* EXERCISE DATA

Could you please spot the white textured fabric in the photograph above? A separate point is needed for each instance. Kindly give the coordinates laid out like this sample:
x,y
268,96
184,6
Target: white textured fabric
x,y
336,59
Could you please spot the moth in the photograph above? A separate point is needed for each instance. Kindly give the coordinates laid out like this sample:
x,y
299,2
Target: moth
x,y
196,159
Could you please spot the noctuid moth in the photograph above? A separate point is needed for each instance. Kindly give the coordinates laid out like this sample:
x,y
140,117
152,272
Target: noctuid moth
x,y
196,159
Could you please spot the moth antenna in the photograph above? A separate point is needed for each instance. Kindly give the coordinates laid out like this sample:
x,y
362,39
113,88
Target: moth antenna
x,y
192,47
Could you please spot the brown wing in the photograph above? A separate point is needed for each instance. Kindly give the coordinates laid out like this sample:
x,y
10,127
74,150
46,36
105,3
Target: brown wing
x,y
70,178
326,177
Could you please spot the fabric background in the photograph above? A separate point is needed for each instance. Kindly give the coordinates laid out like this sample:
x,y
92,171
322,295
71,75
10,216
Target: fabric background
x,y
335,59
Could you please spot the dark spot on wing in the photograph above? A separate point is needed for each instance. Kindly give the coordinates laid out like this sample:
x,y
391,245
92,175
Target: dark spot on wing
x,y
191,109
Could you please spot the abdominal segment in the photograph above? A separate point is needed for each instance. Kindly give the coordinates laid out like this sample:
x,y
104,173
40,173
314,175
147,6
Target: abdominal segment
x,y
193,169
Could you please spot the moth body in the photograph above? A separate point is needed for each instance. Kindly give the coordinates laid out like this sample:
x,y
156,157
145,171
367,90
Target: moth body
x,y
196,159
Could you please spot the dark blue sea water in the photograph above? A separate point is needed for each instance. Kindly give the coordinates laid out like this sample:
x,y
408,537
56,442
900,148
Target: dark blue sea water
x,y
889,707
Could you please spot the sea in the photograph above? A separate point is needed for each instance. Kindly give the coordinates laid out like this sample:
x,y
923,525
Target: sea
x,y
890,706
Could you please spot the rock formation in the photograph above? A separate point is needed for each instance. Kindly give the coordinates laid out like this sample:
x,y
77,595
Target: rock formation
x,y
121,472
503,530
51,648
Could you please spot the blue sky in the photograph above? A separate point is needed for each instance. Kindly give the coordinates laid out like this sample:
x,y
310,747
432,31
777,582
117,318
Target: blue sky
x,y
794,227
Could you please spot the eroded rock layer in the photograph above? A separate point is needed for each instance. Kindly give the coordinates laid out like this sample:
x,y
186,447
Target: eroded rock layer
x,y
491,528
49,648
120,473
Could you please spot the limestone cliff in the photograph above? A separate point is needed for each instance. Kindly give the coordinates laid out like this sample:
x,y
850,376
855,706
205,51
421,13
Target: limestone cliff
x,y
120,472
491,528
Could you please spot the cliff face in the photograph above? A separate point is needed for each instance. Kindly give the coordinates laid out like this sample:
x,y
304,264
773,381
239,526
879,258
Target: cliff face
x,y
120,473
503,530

* TASK DETAILS
An exact reproduction of all the records is needed.

* SOLVED PROBLEM
Could you please spot the white textured fabric in the photograph above? A separate point is needed for each instance. Kindly give the coordinates laid out like this sample:
x,y
268,96
184,6
Target: white textured fabric
x,y
336,59
Could you please spot the moth in the photograph above? A separate point is needed for each instance. Kindly give the coordinates laid out like this sample:
x,y
299,2
Target: moth
x,y
196,159
Could you please spot the noctuid moth in the photograph above? A separate point is needed for each instance. Kindly give the coordinates laid out like this sample:
x,y
140,117
152,272
Target: noctuid moth
x,y
196,159
Could you please spot the moth antenna in the photograph above? A separate point is needed for each instance. Kindly give the coordinates laid out like this sample:
x,y
362,39
113,88
Target: moth antenna
x,y
192,47
Could you please spot the brown wing in the photograph above? A separate point is needed for each instance. Kindly give the coordinates laid out like this sample:
x,y
10,127
74,150
46,36
105,3
Target: brown wing
x,y
70,178
326,177
Could you please spot the fabric background in the photograph above? A separate point is needed for each instance. Kindly give the coordinates laid out like this sample:
x,y
92,171
322,295
71,75
10,216
Target: fabric background
x,y
335,59
Could you please spot the dark spot on wing in the photograph above? A separate point is needed for each instance. Kindly give the coordinates laid out like this sample:
x,y
391,245
92,175
Target: dark spot on wing
x,y
191,109
Could you please spot the abdominal segment in the photograph above? A separate point is needed for each instance. Kindly give the coordinates laid out like this sample:
x,y
104,173
40,173
314,175
147,6
Target: abdominal segment
x,y
193,169
Could you please spot the moth body in the photograph above? A separate point is needed for each instance. Kindly give the coordinates laid out like this sample:
x,y
156,157
145,171
367,90
Target: moth body
x,y
196,159
Could you please spot the dark blue sea water in the photograph above? A separate point is needed for each instance. Kindly give the coordinates laid out like this sample:
x,y
408,537
56,442
900,148
Target: dark blue sea water
x,y
889,707
Could you please spot the sea in the photograph above? A separate point is needed for each instance. Kindly give the coordinates laid out like this sample:
x,y
923,525
Target: sea
x,y
890,706
Could you please spot the rock formation in the photograph above? A separate point is needed for each instance. Kindly give the coordinates laid out like this sample:
x,y
77,595
Target: rock formation
x,y
121,472
503,530
51,648
Could you please spot the blue sky in the photograph above? A separate point is needed for each instance. Kindly give the coordinates laid out like this sample:
x,y
310,747
432,31
777,582
117,318
Target: blue sky
x,y
794,227
Could you please spot the eroded rock layer in the photograph above? A separate point is needed for each instance. Kindly give the coordinates laid out like this sample:
x,y
186,447
Target: eroded rock layer
x,y
491,528
49,648
120,473
Could you please spot the limestone cliff in the photograph above? A separate point is needed for each instance. Kindly give the coordinates laid out like this sample:
x,y
850,376
855,706
205,51
421,13
Target: limestone cliff
x,y
120,472
491,528
Could you please spot the cliff face in the photograph above? A separate point is needed for each instance. Kindly give the coordinates laid out like this sample:
x,y
304,264
773,381
239,526
879,258
Target: cliff face
x,y
120,473
503,530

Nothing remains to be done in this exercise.